## Défi 1
D'après l'extrait, sur quelle station de radio Nicolas Hulot a-t-il annoncé qu'il quittait le gouvernement ?

Faute d'une politique environnementale à la hauteur des enjeux pour la planète, Nicolas Hulot quitte son poste de ministre de la Transition écologique après un peu plus d'un an, une annonce surprise qui porte un coup au gouvernement.
"Je prends la décision de quitter le gouvernement", a déclaré Nicolas Hulot en direct sur France Inter, se sentant "tout seul à la manœuvre" sur les enjeux environnementaux.
"Nous faisons des petits pas, et la France en fait beaucoup plus que d'autres pays, mais est-ce que les petits pas suffisent... la réponse, elle est non", a-t-il considéré, prenant de court ses intervieweurs comme toute la classe politique.
Le gouvernement, qui sera remanié mais pas dans l'immédiat selon l'Elysée, perd un de ses ministres les plus populaires.
Si le calendrier surprend, beaucoup pensaient que le ministre attendrait les arbitrages sur la future feuille de route énergétique avant de dresser son bilan, son départ semblait inévitable. Pratiquement dès sa nomination, des écologistes doutaient de sa marge de manœuvre et craignaient que celui qui avait dit non à tous les prédécesseurs d'Emmanuel Macron ne soit qu'une "caution verte" du gouvernement.
"Je me surprends tous les jours à me résigner, à m'accommoder de petits pas", a noté l'ex-présentateur d'"Ushuaïa", espérant que sa démission provoque un "sursaut".
"Un peu d'influence mais pas de pouvoir"
"Je sais que seul je n'y arriverai pas. (…) j'ai un peu d'influence, je n'ai pas de pouvoir", a-t-il ajouté, visiblement très affecté par cette décision "lourde" et "douloureuse".
Nicolas Hulot a précisé qu'il n'avait prévenu ni le Président ni le Premier ministre de sa décision, par crainte qu'ils ne le convainquent "une fois encore" de rester.
"Le Premier ministre, le président de la République ont été pendant ces 14 mois à mon égard d'une affection, d'une loyauté et d'une fidélité à toute épreuve", a confié le ministre, mais malgré cela, le gouvernement n'a pas su donner la priorité aux enjeux environnementaux, a-t-il estimé.
Le porte-parole du gouvernement Benjamin Griveaux a regretté son départ, mais aussi son manque de "courtoisie" envers Edouard Philippe et Emmanuel Macron. L'Elysée a indiqué à l'AFP que le ministre démissionnaire pouvait être "fier de son bilan", tandis que Nicolas Hulot assurait en avoir "terminé" avec ses ambitions politiques, soucieux de ne rien faire "pour nuire à ce gouvernement".
Nommé pour la première fois ministre en mai 2017, après avoir renoncé à une candidature à la présidentielle un an plus tôt, Nicolas Hulot avait dû avaler bien des décisions contraires à ses convictions, au delà de certaines victoires symboliques comme l'abandon du projet d'aéroport de Notre-Dame-des-Landes.

## Défi 2
Recopiez à l'identique le passage des entrées qui va de leur début jusqu'à la ligne contenant "x=254, y=276", celle-ci comprise. N'y reproduisez pas les images.

Entrées d'annotation par points sur image:

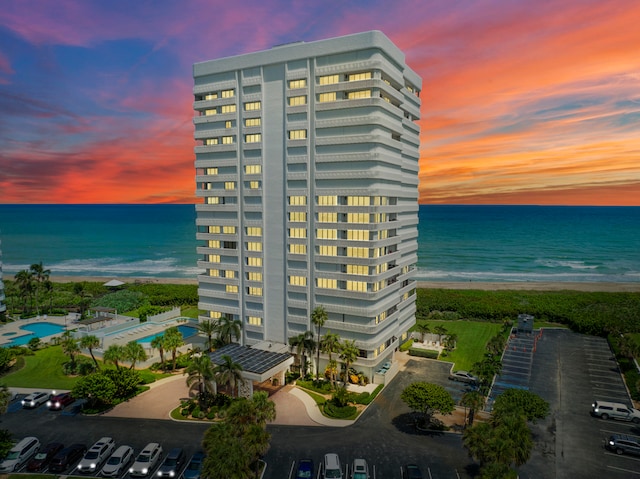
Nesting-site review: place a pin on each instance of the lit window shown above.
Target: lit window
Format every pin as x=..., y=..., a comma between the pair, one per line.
x=327, y=234
x=297, y=134
x=254, y=320
x=254, y=246
x=298, y=83
x=327, y=200
x=297, y=233
x=327, y=283
x=298, y=280
x=354, y=95
x=254, y=231
x=253, y=169
x=298, y=216
x=325, y=97
x=254, y=276
x=359, y=76
x=253, y=261
x=298, y=100
x=253, y=138
x=328, y=79
x=298, y=248
x=252, y=122
x=327, y=217
x=252, y=106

## Bonne réponse 1
Sur France Inter, en direct.

## Bonne réponse 2
Nesting-site review: place a pin on each instance of the lit window shown above.
Target: lit window
Format every pin as x=..., y=..., a comma between the pair, one per line.
x=327, y=234
x=297, y=134
x=254, y=320
x=254, y=246
x=298, y=83
x=327, y=200
x=297, y=233
x=327, y=283
x=298, y=280
x=354, y=95
x=254, y=231
x=253, y=169
x=298, y=216
x=325, y=97
x=254, y=276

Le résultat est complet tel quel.